(What is needed)
Reproduce the listing exactly, with no pictures in your copy.

[start of Supplied records]

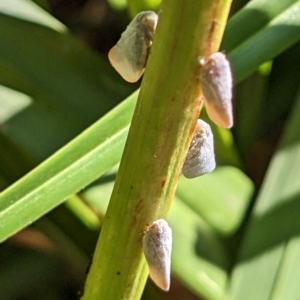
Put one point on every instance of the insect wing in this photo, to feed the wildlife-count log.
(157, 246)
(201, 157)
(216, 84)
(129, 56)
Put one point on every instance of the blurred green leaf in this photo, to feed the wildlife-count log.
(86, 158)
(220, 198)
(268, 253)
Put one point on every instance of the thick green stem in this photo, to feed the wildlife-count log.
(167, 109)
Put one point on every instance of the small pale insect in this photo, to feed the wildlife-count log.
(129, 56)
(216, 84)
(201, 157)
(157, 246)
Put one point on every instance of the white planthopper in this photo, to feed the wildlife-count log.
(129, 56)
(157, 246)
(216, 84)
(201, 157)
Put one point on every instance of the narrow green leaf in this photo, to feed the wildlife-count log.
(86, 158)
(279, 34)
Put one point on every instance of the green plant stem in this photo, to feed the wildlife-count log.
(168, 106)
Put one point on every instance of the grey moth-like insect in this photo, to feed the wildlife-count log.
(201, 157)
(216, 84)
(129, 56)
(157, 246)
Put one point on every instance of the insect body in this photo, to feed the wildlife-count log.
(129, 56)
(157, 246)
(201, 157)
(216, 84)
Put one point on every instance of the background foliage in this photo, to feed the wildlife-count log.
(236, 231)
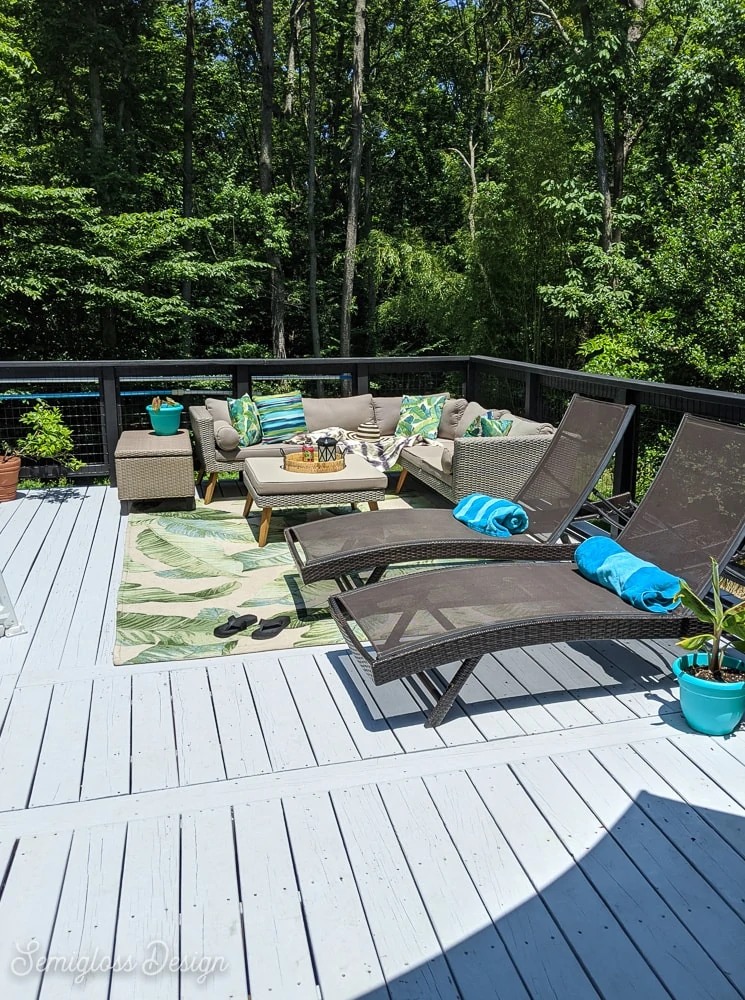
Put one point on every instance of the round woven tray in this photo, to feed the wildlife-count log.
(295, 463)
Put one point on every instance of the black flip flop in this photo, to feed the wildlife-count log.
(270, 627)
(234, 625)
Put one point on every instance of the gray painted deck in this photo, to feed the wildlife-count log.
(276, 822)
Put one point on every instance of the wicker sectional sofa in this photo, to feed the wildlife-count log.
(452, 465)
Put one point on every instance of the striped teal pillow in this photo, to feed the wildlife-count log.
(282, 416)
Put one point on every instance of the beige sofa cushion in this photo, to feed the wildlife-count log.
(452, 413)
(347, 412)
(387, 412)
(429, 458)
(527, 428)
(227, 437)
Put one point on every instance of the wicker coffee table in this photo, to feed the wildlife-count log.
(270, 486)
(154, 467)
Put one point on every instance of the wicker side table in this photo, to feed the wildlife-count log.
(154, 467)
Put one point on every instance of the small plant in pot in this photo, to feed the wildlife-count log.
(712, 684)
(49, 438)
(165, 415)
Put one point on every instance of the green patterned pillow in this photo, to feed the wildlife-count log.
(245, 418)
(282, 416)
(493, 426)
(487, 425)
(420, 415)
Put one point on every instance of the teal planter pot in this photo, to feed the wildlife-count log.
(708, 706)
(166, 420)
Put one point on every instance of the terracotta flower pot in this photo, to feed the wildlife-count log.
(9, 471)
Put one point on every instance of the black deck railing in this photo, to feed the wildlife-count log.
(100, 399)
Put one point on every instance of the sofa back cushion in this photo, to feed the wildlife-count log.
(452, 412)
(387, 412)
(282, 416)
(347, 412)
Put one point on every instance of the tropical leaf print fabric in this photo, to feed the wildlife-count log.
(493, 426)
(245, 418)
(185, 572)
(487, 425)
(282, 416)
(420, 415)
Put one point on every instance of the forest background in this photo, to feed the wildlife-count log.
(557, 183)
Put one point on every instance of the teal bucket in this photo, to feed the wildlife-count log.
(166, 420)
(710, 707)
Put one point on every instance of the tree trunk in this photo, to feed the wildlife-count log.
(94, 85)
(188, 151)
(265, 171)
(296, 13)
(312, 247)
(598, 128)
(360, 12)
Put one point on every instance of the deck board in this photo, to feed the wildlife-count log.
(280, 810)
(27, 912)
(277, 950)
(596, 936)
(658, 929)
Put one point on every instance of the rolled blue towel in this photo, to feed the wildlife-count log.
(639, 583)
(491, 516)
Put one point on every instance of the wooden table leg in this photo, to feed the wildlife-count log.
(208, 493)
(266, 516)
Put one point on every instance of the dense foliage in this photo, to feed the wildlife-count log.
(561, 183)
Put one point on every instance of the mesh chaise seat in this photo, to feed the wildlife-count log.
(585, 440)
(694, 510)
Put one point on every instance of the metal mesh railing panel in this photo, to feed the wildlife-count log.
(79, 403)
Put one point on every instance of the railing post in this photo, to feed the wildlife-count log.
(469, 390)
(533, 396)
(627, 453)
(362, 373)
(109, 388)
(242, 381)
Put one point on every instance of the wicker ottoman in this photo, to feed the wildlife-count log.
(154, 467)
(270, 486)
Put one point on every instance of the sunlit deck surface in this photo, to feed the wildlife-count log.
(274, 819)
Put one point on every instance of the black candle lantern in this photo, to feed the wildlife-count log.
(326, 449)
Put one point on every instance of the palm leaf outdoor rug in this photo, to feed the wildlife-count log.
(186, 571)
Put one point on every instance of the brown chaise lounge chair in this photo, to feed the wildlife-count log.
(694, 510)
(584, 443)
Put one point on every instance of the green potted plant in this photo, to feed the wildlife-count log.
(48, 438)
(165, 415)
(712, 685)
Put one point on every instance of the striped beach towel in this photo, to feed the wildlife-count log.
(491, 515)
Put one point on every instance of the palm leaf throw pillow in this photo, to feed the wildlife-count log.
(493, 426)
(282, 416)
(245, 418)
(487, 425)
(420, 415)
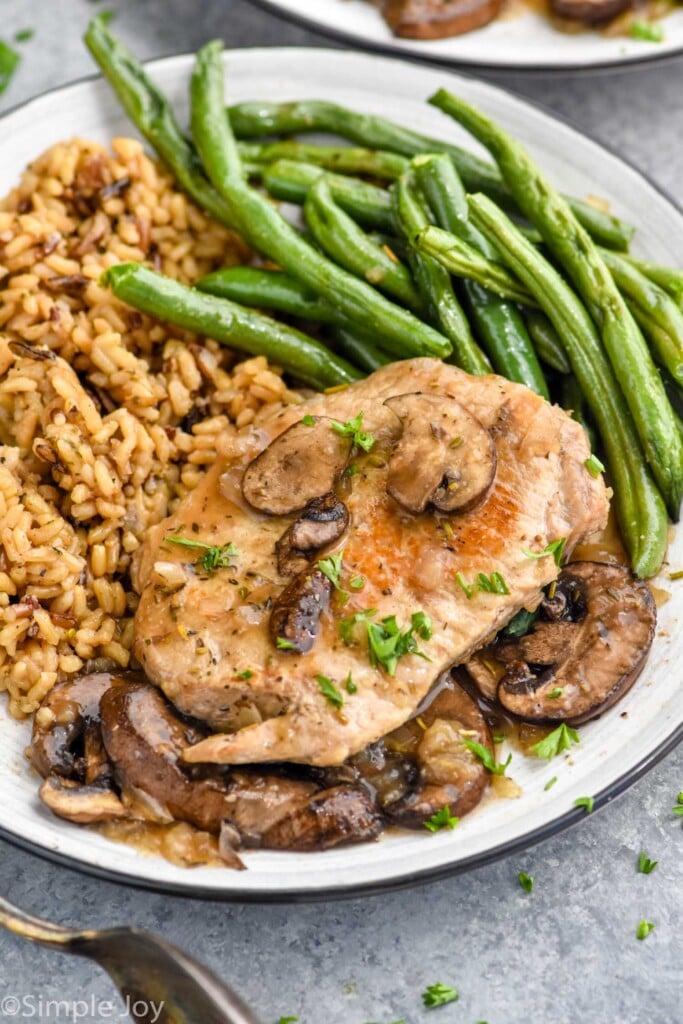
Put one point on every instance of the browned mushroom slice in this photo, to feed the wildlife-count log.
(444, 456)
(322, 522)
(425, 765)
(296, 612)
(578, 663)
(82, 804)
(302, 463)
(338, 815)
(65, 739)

[end of Supplied records]

(Result of this task)
Put one point on every instance of the insect wing in this photo, to feed the wildlife-count log.
(157, 246)
(201, 157)
(216, 84)
(129, 56)
Put one point on every instance of the blurred green leaf in this photo, to feed the wildlife-count log.
(86, 158)
(220, 198)
(268, 253)
Put one point on every instance of the thick green stem in this photo, to feed the wildlife-count log.
(167, 109)
Put one point on every instance of the small pale insect in this photo, to feed the wildlife-count log.
(129, 56)
(216, 84)
(201, 157)
(157, 246)
Put one point on every instance of the white planthopper in this photo, to feed the wildlife-count log.
(129, 56)
(157, 246)
(216, 84)
(201, 157)
Put one point on every instance of the narrow green leaf in this photo, to feed the wildlife-count log.
(86, 158)
(279, 34)
Put one point on every instance of the green plant stem in this photo, to feed the wildlife-count log.
(168, 106)
Put one point on every instance of the grey moth-like insect in this photo, to feed the wildlife-count log.
(201, 157)
(216, 84)
(129, 56)
(157, 246)
Put one point on every instance of the insect body in this photo, to feed the wildlife-count log.
(129, 56)
(157, 246)
(201, 157)
(216, 84)
Put one point on every instance of the background foliage in this photo, to feed the wildlife-count log.
(236, 231)
Put one point on every instance of the round woven tray in this photo, to feed the wildlife-count log.
(295, 463)
Put one point on every instance of the black flip flop in this photo, to feed the wildlife-count log.
(270, 627)
(234, 625)
Put one point on every instance of the gray painted deck in this photo, to feed the wildlife-count log.
(276, 822)
Put one point on every instance of the wicker sectional sofa in this photo, to feed the wildlife-count log.
(452, 465)
Put one point on every instance of the striped teal pillow in this photo, to feed the wildlife-count log.
(282, 416)
Put one point on every instance of the beige sofa cushion in this photo, to feed the wildlife-count log.
(452, 413)
(347, 412)
(387, 412)
(429, 458)
(527, 428)
(227, 437)
Put one point on every instance of the wicker coffee table in this photo, to feed the wildlife-count log.
(270, 486)
(154, 467)
Put one point on every instance of the wicker side table in this photo, to feed the wildlife-count log.
(154, 467)
Put one point on every instance of the small plant in pot in this photo, to feed the wildlife-count log.
(712, 684)
(49, 438)
(165, 415)
Put one point on every instance of the green patterned pillow in this photo, to feed the wildlife-count log.
(245, 418)
(282, 416)
(493, 426)
(487, 425)
(420, 415)
Put one point on every instance of the teal planter pot in this photo, to feed the wildlife-count log.
(708, 706)
(166, 420)
Put one point on every instance of the terracotta flower pot in this photo, to feed the wildlife-count log.
(9, 471)
Put one point on every instance of the black deck railing in this photo, to feed the wildlife-count log.
(100, 399)
Put one point on every instance of the sofa back cushion in this photo, to feed the wildlife-count log.
(452, 412)
(387, 412)
(282, 416)
(347, 412)
Put one point on every instance of the tropical leaf print fabric in this photo, to feed the wildlife-count log.
(493, 426)
(245, 418)
(185, 572)
(487, 425)
(282, 416)
(420, 415)
Put one point on every instance of the forest background in this photo, to feed the wildlife-count log.
(557, 183)
Put one point on every instance of the teal bucket in this photo, to feed the wildlife-count log.
(166, 420)
(710, 707)
Put one point on every instance of the tree trunk in this photo, to feed the wildlife-count log.
(94, 85)
(188, 151)
(265, 171)
(296, 13)
(312, 247)
(598, 128)
(360, 12)
Put one point on every instance of the deck board in this photo, to feed the wildlife-count log.
(280, 810)
(27, 912)
(277, 950)
(596, 936)
(658, 929)
Put one point on every instance of the rolled blue towel in this photo, to feed the wildlife-count log.
(639, 583)
(491, 516)
Put one point on every instance of the wooden table leg in this photo, to feed the wildlife-count log.
(208, 493)
(266, 516)
Put one point on every instance of the dense foliage in this photo, to feed the wildlife-count log.
(561, 183)
Put one point on every instance of the mesh chaise seat in this photo, to feed the wildlife-count log.
(585, 440)
(694, 510)
Put one point on every instance of the metal mesh railing panel in this photo, to feed the wildlife-count log.
(79, 403)
Put one point on every instance of the railing post in this photo, to feed the wildlife-count log.
(469, 390)
(533, 396)
(627, 453)
(362, 373)
(109, 388)
(242, 381)
Put one point on every instance of the wicker ottoman in this photo, to feed the wildlife-count log.
(154, 467)
(270, 486)
Put one point on every instance of the sunlit deck surface in this photo, to feed the wildlife-count log.
(274, 819)
Put one point on every instance of the black candle lantern in this photo, to feed the wildlife-count log.
(326, 449)
Put one point on every instance of the palm leaf outdoor rug in this photo, to feed the wildlife-count log.
(186, 571)
Put one point on every instance of the brown chaise lounge chair in this photo, to feed the wildlife-count log.
(694, 510)
(584, 443)
Put one point on every instance of the green potted plant in this photo, to feed the wildlife-count log.
(48, 438)
(165, 415)
(712, 685)
Put one point on every instance of the striped beach towel in this photo, to feed the wildlife-count log.
(491, 515)
Put one point on every instance of the palm leaf throw pillow in this photo, to feed the wildlife-count log.
(493, 426)
(282, 416)
(245, 418)
(487, 425)
(420, 415)
Put one point on every instance of the browned mushroom slice in this photo, to feed the wildlife-count log.
(444, 456)
(322, 522)
(425, 765)
(296, 612)
(578, 663)
(82, 804)
(302, 463)
(338, 815)
(65, 739)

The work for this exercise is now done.